§ Passage given:
++++++++
# blum drawer issues



## reck123 (19 Dec 2020)

I am having some difficulty with these

basically i have built the drawer boxes perfectly to size and cut the notches what i seem to be having is some difficulty with the hole at the back which receives the hook.
I opted out of buying the drilling jig and used blums measurements to mark and drill the 10mm deep 6mm wide hole. Whilst the drawers operate there is some degree of sag when the drawers are fully open, up to 3mm over the entire drawers (250mm slides) when they are fully open. this drooping drawer is obviously is not very ideal.

Basically whilst the hooks seem in line with the holes there isn’t really much grip at all so they are quite loose free in the holes causing the draw to sag slightly. i just can’t figure out where I’m going wrong.

one drawer the hook fits the hole quite snugly but the others i just can’t get it right. I have marked drilled and plugged with a dowel and predrilled three times now. tried shoving the drawer shut and using the indent of the hooks to drill the hole but to no avail.
I notice there is some adjustment on the back of the slides to move each slide up and down and thought that could be where I’m going wrong but couldn’t get it.
does anyone have any ideas?

thank you much for any advice you have.w


----------



## custard (19 Dec 2020)

When you say 3mm sag/drooping, what exactly do you mean?

Is the front of the drawer level? Are both sides of the drawer level?


----------



## reck123 (19 Dec 2020)

Hi Custard.

Thanks for your response,

I mean that when the drawer is fully extended the front of the drawer is lower then the back. when viewed from the side the drawer does not appear level with the cabinet carcass. 

I'm sure both sides are the drawer are level.


----------



## AJB Temple (19 Dec 2020)

What slides are you using? Tandem, Movento? 

I only use Movento. In my case I prefer soft close and push to open, with a sync rod across, so I am super careful about precision fitting (I did some today as it happens). I trust you have the required 15mm between bottom of draw side and bottom of draw base? The drawer sides sit in and on the slider, so it is not really possible for the drawer to tilt if you have got this right. You can check it by removing the rails from the carcass and make sure everything fits perfectly on an inverted drawer. Although I have the Blum templates, I actually mark the back locator hole by inverting the drawer and making sure the pin is correctly positioned. I usually neaten it up with a chisel if I have to adjust the hole slightly, but that is just me. 

The rear template is about £6 and worth getting if you are not used to the Blum system. 

If you have adjusters (they vary depending what you bought), make sure they are set the same on both sides before putting the drawer in. Sounds obvious but you have 3mm of adjustment there. The Movento have a height adjustment lever at the back (grey). Obviously it needs to be the same on both sides if you have done everything level. 

The runners in the carcass must be dead level, set the same distance back (with 1cm gap at rear of carcass) and at exactly the same height as each other. The drawer will not run properly if you are not level front to back and side to side across the runners.
++++++++
Region annotation items
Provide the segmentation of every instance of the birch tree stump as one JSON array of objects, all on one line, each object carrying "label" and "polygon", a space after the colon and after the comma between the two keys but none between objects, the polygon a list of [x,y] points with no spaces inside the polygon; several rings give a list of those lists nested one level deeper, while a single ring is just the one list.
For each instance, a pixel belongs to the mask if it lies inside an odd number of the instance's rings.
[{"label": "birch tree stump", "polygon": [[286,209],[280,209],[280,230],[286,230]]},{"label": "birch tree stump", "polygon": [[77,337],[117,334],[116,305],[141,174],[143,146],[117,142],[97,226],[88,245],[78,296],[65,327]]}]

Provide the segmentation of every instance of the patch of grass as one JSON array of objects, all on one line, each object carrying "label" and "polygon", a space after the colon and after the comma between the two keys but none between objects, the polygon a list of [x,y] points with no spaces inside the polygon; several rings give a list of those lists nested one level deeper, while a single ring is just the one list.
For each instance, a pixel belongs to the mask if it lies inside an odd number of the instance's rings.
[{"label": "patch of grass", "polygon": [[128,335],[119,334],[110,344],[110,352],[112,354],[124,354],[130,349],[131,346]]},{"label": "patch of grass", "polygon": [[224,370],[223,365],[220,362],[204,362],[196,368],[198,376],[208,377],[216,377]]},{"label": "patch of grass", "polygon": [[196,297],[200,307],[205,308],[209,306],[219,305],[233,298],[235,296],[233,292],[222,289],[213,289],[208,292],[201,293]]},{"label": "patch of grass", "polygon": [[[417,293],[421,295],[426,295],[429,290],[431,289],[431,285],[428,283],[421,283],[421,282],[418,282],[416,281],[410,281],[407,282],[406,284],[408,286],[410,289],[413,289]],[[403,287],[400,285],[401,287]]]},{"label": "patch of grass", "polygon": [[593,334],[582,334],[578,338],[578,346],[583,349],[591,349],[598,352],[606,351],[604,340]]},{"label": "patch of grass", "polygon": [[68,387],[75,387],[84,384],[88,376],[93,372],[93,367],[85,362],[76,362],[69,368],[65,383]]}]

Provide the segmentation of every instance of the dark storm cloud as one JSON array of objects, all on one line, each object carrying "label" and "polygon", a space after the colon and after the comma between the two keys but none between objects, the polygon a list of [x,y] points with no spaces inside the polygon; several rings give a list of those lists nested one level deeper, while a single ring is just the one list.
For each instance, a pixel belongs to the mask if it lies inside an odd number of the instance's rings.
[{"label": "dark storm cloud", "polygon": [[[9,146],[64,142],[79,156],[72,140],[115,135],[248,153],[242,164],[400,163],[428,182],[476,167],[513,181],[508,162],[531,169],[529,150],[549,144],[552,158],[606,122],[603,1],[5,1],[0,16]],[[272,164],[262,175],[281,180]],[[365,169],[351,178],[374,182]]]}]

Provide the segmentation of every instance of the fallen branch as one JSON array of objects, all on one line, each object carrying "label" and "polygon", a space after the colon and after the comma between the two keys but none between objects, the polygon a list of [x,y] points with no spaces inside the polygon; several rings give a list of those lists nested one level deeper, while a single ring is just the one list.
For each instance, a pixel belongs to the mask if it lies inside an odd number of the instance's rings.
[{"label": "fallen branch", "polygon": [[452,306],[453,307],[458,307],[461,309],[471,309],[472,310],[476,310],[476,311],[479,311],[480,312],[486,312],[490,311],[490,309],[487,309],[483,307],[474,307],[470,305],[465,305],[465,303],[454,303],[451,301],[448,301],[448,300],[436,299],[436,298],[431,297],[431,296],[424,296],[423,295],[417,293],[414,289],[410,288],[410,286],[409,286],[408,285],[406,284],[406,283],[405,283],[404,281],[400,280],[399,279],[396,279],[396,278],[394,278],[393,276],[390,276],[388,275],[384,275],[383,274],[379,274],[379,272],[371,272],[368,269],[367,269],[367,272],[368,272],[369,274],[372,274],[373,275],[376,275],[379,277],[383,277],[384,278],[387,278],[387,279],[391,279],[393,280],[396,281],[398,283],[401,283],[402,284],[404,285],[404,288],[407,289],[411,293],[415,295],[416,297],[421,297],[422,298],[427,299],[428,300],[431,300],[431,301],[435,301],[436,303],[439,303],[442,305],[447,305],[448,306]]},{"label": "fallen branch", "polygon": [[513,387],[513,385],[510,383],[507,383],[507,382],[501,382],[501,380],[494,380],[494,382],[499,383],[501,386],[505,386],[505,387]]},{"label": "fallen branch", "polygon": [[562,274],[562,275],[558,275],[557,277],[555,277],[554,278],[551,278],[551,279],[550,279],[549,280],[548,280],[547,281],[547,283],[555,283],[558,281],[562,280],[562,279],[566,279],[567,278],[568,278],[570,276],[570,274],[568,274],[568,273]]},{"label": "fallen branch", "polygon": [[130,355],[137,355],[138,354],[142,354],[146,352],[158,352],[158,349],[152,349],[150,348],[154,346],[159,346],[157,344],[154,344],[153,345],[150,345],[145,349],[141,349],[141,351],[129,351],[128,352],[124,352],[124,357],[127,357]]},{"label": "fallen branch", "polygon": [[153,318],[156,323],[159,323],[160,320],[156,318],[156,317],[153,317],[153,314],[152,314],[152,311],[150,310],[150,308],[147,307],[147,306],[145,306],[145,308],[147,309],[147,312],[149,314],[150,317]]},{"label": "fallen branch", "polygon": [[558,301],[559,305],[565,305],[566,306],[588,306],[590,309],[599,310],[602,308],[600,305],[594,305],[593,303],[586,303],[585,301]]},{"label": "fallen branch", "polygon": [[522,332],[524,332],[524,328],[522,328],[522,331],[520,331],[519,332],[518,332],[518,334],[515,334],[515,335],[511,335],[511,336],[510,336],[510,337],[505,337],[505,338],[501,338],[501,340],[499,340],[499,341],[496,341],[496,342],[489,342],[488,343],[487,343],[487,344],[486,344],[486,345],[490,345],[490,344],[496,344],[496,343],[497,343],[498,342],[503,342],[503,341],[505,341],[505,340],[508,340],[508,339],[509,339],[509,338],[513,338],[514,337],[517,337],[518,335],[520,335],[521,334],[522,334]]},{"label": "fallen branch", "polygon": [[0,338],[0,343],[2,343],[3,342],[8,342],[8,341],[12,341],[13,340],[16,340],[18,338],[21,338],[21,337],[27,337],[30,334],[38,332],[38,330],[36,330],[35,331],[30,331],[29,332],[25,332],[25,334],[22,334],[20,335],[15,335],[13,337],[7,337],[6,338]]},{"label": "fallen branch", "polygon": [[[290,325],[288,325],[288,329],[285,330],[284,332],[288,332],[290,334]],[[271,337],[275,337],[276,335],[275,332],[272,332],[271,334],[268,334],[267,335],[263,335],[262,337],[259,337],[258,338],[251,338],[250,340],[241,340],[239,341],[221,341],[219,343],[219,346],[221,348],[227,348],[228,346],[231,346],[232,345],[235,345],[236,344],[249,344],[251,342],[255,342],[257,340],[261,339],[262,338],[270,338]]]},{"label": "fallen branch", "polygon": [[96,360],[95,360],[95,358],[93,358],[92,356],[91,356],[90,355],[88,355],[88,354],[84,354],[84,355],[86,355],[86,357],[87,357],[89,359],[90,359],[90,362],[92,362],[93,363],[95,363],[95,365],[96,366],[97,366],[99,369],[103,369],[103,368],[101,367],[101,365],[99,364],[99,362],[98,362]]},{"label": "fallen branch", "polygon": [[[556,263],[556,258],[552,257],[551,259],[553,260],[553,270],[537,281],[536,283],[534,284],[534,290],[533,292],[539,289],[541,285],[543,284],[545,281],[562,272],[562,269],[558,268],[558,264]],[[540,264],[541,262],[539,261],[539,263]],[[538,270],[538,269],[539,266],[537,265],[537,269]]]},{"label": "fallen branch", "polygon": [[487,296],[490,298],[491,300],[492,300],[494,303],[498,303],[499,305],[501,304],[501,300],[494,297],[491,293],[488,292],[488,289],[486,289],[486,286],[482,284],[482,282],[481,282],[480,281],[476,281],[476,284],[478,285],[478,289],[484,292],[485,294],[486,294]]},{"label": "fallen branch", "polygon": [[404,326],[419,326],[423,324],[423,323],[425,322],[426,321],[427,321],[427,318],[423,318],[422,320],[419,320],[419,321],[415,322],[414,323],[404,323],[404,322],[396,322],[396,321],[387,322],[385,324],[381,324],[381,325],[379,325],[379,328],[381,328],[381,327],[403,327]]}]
++++++++
§ Exercise instructions:
Answer these from the Blum drawer thread:
1. What depth and width of hole did reck123 drill for the hook?
2. About how much does AJB Temple say the rear template costs?
3. How big a gap at the rear of the carcass does AJB Temple give for setting the runners?
The records aren't needed for anything here.

§ Response:
1. 10mm deep and 6mm wide.
2. About £6.
3. A 1cm gap.